EXERCISE
Render every line of the records below as a JSON list of strings, one string per line, skipping any blank lines.

GIVEN DATA
★ ★ ★ ★
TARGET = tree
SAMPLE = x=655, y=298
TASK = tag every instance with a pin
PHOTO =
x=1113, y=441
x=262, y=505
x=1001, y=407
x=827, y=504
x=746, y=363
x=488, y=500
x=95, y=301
★ ★ ★ ★
WRITTEN ANSWER
[
  "TARGET = tree",
  "SAMPLE = x=655, y=298",
  "TASK = tag every instance with a pin",
  "PHOTO =",
  "x=1113, y=441",
  "x=262, y=505",
  "x=1001, y=407",
  "x=827, y=504",
  "x=746, y=363",
  "x=488, y=500",
  "x=95, y=301"
]